Description of the task: Could you reproduce all of the following entries exactly?

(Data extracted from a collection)
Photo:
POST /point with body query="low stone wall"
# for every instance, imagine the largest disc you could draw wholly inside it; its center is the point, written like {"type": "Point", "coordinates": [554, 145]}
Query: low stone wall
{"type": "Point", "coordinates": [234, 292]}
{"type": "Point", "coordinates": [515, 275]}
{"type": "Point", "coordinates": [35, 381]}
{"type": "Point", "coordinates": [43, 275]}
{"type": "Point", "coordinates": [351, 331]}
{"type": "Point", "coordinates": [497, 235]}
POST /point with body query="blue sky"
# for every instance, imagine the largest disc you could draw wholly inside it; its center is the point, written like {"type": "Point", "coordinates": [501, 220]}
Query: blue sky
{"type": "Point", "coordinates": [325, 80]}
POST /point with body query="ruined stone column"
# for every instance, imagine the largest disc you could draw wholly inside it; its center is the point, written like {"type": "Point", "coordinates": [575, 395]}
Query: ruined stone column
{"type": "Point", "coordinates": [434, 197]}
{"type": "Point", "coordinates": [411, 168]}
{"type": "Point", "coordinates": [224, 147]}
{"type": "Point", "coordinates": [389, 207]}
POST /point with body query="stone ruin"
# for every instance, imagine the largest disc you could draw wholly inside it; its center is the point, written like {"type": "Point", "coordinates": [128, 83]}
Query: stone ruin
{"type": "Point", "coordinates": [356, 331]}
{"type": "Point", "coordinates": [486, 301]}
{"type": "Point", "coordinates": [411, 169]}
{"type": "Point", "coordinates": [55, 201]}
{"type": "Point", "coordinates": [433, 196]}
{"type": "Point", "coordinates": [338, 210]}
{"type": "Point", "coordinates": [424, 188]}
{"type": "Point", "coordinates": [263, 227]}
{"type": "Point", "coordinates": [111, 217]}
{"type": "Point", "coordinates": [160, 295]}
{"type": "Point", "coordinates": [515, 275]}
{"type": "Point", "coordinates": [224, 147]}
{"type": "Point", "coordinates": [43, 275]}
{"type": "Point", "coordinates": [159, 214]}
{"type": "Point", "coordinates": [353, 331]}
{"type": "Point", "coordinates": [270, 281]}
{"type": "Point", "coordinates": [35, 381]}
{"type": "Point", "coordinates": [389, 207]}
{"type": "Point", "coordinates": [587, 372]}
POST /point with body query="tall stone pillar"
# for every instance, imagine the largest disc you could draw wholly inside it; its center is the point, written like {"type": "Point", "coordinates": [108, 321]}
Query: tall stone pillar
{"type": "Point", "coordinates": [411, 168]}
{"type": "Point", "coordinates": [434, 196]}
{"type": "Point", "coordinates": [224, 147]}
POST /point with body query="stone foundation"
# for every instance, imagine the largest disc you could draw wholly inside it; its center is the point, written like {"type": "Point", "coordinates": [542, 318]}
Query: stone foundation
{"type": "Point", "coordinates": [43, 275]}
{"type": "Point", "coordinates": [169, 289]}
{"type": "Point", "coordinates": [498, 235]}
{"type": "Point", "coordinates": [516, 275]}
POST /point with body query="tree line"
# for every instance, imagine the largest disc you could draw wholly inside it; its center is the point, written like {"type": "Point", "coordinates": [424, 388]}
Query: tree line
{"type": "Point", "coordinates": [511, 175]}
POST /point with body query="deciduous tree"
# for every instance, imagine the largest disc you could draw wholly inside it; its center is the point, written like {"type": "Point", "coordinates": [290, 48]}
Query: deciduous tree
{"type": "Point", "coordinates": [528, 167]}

Reply:
Photo:
POST /point with body query="low stone wall"
# for every instance, imagine the largest disc you could draw wholly inside it; its center is the point, written like {"type": "Point", "coordinates": [554, 145]}
Query: low stone wall
{"type": "Point", "coordinates": [234, 292]}
{"type": "Point", "coordinates": [515, 275]}
{"type": "Point", "coordinates": [35, 381]}
{"type": "Point", "coordinates": [43, 275]}
{"type": "Point", "coordinates": [351, 331]}
{"type": "Point", "coordinates": [497, 235]}
POST /point with body query="blue sky"
# for every instance, imagine the largest disc you could draw wholly inside it; its center is the point, written like {"type": "Point", "coordinates": [501, 220]}
Query: blue sky
{"type": "Point", "coordinates": [325, 80]}
POST /point with body query="ruined stone column"
# for every instance, imagine the largest disc you could draw wholly inside it; its center is the point, written like {"type": "Point", "coordinates": [575, 395]}
Query: ruined stone column
{"type": "Point", "coordinates": [434, 197]}
{"type": "Point", "coordinates": [411, 168]}
{"type": "Point", "coordinates": [224, 147]}
{"type": "Point", "coordinates": [389, 207]}
POST /point with body query="stone ruin"
# for every instance, imagine the largest disc you could draw wholly inside it; its center is the point, written like {"type": "Point", "coordinates": [128, 83]}
Query: stone ruin
{"type": "Point", "coordinates": [356, 331]}
{"type": "Point", "coordinates": [486, 301]}
{"type": "Point", "coordinates": [411, 169]}
{"type": "Point", "coordinates": [55, 201]}
{"type": "Point", "coordinates": [433, 196]}
{"type": "Point", "coordinates": [338, 210]}
{"type": "Point", "coordinates": [424, 188]}
{"type": "Point", "coordinates": [263, 227]}
{"type": "Point", "coordinates": [111, 217]}
{"type": "Point", "coordinates": [160, 295]}
{"type": "Point", "coordinates": [515, 275]}
{"type": "Point", "coordinates": [224, 147]}
{"type": "Point", "coordinates": [43, 275]}
{"type": "Point", "coordinates": [159, 214]}
{"type": "Point", "coordinates": [353, 331]}
{"type": "Point", "coordinates": [270, 281]}
{"type": "Point", "coordinates": [35, 381]}
{"type": "Point", "coordinates": [389, 207]}
{"type": "Point", "coordinates": [587, 372]}
POST /point with body query="tall stone pillar"
# for every instance, imagine the largest disc you could draw wholly inside it; its center is the point, written like {"type": "Point", "coordinates": [108, 321]}
Query: tall stone pillar
{"type": "Point", "coordinates": [411, 168]}
{"type": "Point", "coordinates": [434, 196]}
{"type": "Point", "coordinates": [224, 147]}
POST /point with body query="stone foundation"
# for every instance, imagine the largest disc you could draw wholly inside it; its center is the point, written like {"type": "Point", "coordinates": [542, 318]}
Query: stone foundation
{"type": "Point", "coordinates": [43, 275]}
{"type": "Point", "coordinates": [169, 289]}
{"type": "Point", "coordinates": [498, 235]}
{"type": "Point", "coordinates": [516, 275]}
POST /point with body query="tree line"
# for every instance, imagine the largest disc you could draw wholly inside it; its center is the point, written like {"type": "Point", "coordinates": [424, 388]}
Query: tree line
{"type": "Point", "coordinates": [511, 175]}
POST /point with body query="deciduous tree"
# for every instance, imagine the largest disc you could draw wholly inside it; its center is the point, written like {"type": "Point", "coordinates": [290, 48]}
Query: deciduous tree
{"type": "Point", "coordinates": [528, 167]}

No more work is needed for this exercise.